- **TASK INSTRUCTIONS**:
The response must be a precise copy of the records that follow.

┄┄┄┄┄┄┄┄┄┄┄┄┄┄┄┄┄┄┄┄

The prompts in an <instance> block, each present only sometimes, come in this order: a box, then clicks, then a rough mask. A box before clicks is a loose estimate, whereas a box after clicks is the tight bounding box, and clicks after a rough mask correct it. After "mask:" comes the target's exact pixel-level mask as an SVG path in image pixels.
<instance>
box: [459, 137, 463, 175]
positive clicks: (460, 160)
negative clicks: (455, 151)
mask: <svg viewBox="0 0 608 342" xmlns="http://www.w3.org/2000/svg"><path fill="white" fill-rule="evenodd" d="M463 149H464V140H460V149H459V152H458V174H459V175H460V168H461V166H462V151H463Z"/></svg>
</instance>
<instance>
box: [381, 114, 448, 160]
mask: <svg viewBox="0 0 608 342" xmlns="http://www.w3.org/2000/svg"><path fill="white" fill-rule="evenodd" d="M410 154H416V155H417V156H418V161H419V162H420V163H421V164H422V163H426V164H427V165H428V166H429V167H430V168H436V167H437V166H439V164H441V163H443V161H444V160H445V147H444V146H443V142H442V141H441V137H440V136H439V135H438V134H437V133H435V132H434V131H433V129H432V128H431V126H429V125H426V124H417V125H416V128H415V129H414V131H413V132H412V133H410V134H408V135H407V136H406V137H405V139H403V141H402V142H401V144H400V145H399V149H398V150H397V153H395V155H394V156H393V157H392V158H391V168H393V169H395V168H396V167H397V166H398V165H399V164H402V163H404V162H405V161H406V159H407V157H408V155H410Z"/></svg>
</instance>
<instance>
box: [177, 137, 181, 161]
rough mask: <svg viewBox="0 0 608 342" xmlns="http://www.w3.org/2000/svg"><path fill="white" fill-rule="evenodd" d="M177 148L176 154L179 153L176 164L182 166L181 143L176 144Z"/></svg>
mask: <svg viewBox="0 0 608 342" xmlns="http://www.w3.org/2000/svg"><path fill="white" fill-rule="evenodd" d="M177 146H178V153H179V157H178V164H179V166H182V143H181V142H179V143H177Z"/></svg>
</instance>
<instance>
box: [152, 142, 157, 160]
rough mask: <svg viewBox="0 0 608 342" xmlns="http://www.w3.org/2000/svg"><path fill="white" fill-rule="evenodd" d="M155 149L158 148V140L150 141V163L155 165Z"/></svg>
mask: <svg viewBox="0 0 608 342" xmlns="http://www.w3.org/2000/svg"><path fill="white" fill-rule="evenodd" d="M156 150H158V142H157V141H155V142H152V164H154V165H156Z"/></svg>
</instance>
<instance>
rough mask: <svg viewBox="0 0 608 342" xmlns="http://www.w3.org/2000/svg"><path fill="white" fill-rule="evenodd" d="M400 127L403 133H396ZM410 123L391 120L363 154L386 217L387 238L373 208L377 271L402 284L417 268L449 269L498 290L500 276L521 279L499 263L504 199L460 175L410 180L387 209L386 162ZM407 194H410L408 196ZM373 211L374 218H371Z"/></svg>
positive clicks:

┄┄┄┄┄┄┄┄┄┄┄┄┄┄┄┄┄┄┄┄

- **RESPONSE FOR THIS EXERCISE**:
The prompts in an <instance> block, each present only sometimes, come in this order: a box, then clicks, then a rough mask. A box before clicks is a loose estimate, whereas a box after clicks is the tight bounding box, and clicks after a rough mask correct it. After "mask:" comes the target's exact pixel-level mask as an SVG path in image pixels.
<instance>
box: [459, 137, 463, 175]
positive clicks: (460, 160)
negative clicks: (455, 151)
mask: <svg viewBox="0 0 608 342" xmlns="http://www.w3.org/2000/svg"><path fill="white" fill-rule="evenodd" d="M463 149H464V140H460V149H459V152H458V174H459V175H460V168H461V166H462V151H463Z"/></svg>
</instance>
<instance>
box: [381, 114, 448, 160]
mask: <svg viewBox="0 0 608 342" xmlns="http://www.w3.org/2000/svg"><path fill="white" fill-rule="evenodd" d="M410 154H416V155H417V156H418V161H419V162H420V163H421V164H422V163H426V164H427V165H428V166H429V167H430V168H436V167H437V166H439V164H441V163H443V161H444V160H445V147H444V146H443V142H442V141H441V137H440V136H439V135H438V134H437V133H435V132H434V131H433V129H432V128H431V126H429V125H426V124H417V125H416V128H415V129H414V131H413V132H412V133H410V134H408V135H407V136H406V137H405V139H403V141H402V142H401V144H400V145H399V149H398V150H397V153H395V155H394V156H393V157H392V158H391V168H393V169H395V168H396V167H397V166H398V165H399V164H402V163H404V162H405V161H406V159H407V157H408V155H410Z"/></svg>
</instance>
<instance>
box: [177, 137, 181, 161]
rough mask: <svg viewBox="0 0 608 342" xmlns="http://www.w3.org/2000/svg"><path fill="white" fill-rule="evenodd" d="M177 148L176 154L179 153L176 164L182 166L181 143L176 144Z"/></svg>
mask: <svg viewBox="0 0 608 342" xmlns="http://www.w3.org/2000/svg"><path fill="white" fill-rule="evenodd" d="M177 146H178V153H179V157H178V164H179V166H182V143H181V142H179V143H177Z"/></svg>
</instance>
<instance>
box: [152, 142, 157, 160]
rough mask: <svg viewBox="0 0 608 342" xmlns="http://www.w3.org/2000/svg"><path fill="white" fill-rule="evenodd" d="M155 149L158 148V140L150 141V163L155 165Z"/></svg>
mask: <svg viewBox="0 0 608 342" xmlns="http://www.w3.org/2000/svg"><path fill="white" fill-rule="evenodd" d="M156 150H158V142H157V141H155V142H152V164H154V165H156Z"/></svg>
</instance>
<instance>
rough mask: <svg viewBox="0 0 608 342" xmlns="http://www.w3.org/2000/svg"><path fill="white" fill-rule="evenodd" d="M400 127L403 133H396ZM410 123L391 120L363 154L386 217L387 238L373 208L377 271L402 284L417 268L449 269L498 290L500 276L521 279L499 263L504 199L460 175L410 180L387 209L386 162ZM407 194H410L408 196ZM373 211L374 218H371Z"/></svg>
positive clicks:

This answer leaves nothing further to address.